On a donc le droit à un casting cinq étoiles pour ce nouvel opus, mais je ne peux pas m'empêcher d'être déçu. Non pas que certains personnages me manquent particulièrement, même si le fait que Sonya Blade ne soit pas présente soit un affront. Non, si je peste, c'est parce qu'à cause d'une politique de DLC intrusive, disons-le clairement, il nous manque des combattants jouables pourtant bien présents dans le jeu de base, puisqu'on les affronte carrément dans le mode histoire ! Oui, on vous voit, Quan Chi et Ermac, déjà prévus pour le pack de DLC 1. Il n'y a pas à dire, ça c'est la honte absolue, c'est ridicule.
Malgré tout, Mortal Kombat 1 reste un jeu généreux à plus d'un titre. En plus du roster jouable, il accueille une quinzaine de personnages secondaires, disons, Kaméo, qui peuvent intervenir sur commande lors des combats. Une mécanique amusante qui sert surtout ici d'excuse, encore une fois, pour intégrer une tonne de personnages (et une tonne de DLC, disons-le clairement). Sonya Blade, Kano, Sub-Zero, Frost… des versions old school de nos héros favoris. Malheureusement, aucun de ceux-là n'est jouable. On remarquera que certains persos sont disponibles dans leur nouvelle version dans le roster jouable, mais c'est tout.

DONNÉES EXTRAITES:

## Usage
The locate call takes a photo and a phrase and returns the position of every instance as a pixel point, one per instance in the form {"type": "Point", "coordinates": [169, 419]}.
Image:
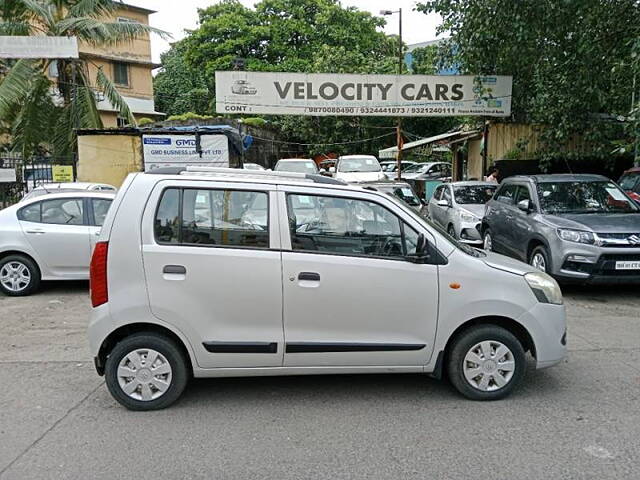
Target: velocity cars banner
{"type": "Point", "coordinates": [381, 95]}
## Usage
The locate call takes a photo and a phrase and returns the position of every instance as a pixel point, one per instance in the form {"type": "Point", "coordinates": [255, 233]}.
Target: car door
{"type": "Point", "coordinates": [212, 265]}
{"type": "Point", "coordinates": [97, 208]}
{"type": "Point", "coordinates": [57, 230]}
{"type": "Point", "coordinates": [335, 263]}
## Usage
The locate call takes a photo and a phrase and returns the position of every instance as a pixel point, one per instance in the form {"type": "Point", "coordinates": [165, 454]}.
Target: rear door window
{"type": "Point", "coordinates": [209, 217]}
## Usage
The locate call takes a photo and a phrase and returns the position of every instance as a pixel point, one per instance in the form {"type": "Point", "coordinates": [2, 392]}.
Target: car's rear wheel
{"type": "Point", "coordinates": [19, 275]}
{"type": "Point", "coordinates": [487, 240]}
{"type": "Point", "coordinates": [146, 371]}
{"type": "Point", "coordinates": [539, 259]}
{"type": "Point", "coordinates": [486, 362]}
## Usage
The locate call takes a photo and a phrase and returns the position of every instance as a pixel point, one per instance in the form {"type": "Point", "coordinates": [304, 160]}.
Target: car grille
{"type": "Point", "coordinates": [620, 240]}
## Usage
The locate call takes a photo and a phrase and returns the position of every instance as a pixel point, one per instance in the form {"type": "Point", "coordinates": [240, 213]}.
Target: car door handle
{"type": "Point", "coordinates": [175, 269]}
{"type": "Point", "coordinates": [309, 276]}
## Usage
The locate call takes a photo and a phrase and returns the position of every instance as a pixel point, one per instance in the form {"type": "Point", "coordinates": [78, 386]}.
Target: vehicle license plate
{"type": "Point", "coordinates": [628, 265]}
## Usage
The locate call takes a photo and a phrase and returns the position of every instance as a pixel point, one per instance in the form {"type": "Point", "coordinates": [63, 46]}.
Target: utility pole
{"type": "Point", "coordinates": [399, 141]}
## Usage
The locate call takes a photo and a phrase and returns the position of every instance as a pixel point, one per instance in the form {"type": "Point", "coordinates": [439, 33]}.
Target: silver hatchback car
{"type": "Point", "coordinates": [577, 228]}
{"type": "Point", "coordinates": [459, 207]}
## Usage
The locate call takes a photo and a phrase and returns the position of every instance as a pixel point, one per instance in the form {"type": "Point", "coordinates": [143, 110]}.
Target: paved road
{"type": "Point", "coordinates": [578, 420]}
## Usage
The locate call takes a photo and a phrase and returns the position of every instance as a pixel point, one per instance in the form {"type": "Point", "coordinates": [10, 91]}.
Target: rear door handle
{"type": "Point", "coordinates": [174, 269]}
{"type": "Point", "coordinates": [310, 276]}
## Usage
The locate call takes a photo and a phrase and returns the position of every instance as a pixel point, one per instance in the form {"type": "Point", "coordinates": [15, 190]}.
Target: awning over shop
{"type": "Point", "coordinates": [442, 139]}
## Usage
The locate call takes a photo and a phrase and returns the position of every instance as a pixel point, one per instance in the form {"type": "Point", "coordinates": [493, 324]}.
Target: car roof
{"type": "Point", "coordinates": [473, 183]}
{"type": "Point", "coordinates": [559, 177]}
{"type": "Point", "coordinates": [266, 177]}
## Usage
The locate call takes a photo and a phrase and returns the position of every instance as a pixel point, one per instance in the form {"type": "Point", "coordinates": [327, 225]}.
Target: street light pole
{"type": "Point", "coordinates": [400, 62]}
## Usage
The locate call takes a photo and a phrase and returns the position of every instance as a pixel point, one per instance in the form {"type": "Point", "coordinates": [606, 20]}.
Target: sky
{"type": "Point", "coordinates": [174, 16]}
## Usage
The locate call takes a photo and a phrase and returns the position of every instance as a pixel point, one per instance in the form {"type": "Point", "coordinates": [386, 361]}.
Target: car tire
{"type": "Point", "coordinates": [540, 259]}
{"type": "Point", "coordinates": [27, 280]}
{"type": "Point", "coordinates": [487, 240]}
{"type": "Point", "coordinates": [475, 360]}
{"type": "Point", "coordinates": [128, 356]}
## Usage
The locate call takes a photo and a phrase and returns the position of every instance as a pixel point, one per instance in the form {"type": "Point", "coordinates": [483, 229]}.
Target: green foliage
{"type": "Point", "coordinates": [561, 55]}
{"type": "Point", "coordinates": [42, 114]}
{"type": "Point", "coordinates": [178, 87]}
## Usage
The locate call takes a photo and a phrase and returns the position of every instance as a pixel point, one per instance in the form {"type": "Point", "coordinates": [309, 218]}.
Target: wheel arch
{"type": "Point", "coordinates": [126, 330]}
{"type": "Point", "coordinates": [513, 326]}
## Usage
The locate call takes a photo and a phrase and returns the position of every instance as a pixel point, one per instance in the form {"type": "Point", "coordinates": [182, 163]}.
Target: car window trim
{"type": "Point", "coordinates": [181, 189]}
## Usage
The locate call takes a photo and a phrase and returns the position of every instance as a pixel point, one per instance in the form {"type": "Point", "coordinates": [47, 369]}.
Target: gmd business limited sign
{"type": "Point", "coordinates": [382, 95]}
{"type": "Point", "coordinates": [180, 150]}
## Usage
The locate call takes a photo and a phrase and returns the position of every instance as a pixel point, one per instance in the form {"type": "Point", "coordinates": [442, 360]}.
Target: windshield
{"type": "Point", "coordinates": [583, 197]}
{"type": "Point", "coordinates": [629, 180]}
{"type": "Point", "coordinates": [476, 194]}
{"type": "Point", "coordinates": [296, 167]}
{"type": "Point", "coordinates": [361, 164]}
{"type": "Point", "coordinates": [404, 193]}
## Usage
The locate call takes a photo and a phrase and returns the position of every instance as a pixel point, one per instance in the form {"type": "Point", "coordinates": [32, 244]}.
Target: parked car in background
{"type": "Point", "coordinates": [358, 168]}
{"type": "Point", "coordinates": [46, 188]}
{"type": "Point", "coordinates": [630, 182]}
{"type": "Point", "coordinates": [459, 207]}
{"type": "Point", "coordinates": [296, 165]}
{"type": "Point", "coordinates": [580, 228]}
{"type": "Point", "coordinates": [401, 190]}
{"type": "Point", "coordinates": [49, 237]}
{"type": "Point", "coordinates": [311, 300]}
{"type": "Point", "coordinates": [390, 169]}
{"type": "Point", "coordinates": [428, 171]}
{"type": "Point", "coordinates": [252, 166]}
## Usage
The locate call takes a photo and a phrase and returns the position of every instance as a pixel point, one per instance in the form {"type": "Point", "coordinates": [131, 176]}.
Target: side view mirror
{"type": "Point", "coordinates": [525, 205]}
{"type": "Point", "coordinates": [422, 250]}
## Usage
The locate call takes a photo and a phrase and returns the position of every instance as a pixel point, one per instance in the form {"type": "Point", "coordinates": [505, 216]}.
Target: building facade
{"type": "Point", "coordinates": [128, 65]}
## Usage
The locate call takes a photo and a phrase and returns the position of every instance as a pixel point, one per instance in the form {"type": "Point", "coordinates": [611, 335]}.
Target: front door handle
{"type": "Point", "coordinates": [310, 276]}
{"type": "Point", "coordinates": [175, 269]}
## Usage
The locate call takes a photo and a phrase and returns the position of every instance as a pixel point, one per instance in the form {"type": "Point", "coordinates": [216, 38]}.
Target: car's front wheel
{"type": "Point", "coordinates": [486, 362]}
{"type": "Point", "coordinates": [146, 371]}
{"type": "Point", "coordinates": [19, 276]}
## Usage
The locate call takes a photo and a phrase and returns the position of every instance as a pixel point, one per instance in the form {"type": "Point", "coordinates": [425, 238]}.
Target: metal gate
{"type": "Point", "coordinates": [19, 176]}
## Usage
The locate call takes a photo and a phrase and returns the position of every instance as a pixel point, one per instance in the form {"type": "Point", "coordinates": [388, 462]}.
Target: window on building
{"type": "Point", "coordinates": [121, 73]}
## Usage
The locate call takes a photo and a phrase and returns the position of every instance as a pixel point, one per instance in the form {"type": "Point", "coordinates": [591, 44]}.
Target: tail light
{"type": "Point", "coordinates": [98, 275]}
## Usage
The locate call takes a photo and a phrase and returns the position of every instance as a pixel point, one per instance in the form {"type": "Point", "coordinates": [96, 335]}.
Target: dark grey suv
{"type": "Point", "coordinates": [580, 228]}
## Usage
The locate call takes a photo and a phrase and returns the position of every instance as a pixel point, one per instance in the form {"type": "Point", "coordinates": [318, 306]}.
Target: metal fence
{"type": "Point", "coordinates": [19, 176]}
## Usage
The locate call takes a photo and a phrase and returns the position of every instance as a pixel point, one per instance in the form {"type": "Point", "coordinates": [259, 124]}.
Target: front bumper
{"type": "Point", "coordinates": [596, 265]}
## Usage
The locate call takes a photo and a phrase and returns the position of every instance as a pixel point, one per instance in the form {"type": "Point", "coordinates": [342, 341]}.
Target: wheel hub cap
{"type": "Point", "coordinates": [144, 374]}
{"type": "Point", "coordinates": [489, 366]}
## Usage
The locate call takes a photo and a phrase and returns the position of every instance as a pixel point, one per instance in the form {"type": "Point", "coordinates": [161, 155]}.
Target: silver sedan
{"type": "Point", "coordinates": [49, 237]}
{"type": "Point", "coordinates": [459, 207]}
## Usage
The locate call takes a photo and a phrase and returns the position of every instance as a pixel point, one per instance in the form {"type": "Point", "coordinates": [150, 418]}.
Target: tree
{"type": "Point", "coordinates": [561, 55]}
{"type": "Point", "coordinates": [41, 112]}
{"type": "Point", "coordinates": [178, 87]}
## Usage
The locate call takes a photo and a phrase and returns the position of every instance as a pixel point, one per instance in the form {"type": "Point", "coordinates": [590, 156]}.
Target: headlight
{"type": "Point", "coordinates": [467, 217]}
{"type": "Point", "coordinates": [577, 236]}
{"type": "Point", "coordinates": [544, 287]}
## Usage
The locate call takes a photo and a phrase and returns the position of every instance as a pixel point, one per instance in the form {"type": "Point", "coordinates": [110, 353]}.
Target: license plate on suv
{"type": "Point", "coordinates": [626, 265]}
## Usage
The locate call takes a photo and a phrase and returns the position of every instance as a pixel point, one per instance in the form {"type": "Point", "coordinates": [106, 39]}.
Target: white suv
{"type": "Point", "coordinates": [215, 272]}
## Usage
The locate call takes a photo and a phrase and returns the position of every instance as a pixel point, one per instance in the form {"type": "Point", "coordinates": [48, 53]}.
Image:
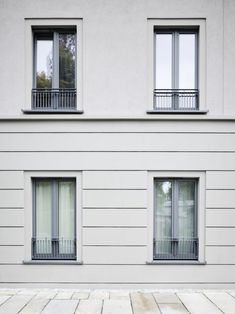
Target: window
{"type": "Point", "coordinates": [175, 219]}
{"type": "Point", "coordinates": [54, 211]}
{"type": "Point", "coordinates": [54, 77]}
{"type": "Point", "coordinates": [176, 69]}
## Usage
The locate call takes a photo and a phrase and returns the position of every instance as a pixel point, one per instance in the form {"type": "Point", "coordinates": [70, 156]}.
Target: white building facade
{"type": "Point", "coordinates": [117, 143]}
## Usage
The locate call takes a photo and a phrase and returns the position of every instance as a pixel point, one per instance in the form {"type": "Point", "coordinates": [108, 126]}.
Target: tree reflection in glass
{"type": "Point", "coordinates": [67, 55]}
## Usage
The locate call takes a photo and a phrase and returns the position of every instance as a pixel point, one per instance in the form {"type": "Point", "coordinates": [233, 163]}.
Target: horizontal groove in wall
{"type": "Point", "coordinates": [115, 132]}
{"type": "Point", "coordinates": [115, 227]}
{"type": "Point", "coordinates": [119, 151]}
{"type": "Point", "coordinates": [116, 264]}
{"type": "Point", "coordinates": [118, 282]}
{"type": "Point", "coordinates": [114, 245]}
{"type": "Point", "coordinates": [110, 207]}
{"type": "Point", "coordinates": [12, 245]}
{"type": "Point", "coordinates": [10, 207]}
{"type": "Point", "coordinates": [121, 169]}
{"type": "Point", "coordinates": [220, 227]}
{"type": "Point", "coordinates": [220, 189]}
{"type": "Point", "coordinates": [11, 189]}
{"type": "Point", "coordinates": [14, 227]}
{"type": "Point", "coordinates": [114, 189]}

VOTRE TÂCHE:
Traduisez en anglais cette phrase du texte sur Mortal Kombat 1 : « Malgré tout, Mortal Kombat 1 reste un jeu généreux à plus d'un titre. » Les enregistrements n'ont aucun rapport avec le texte.

RÉPONSE CORRECTE:
Despite everything, Mortal Kombat 1 remains a generous game in more than one respect.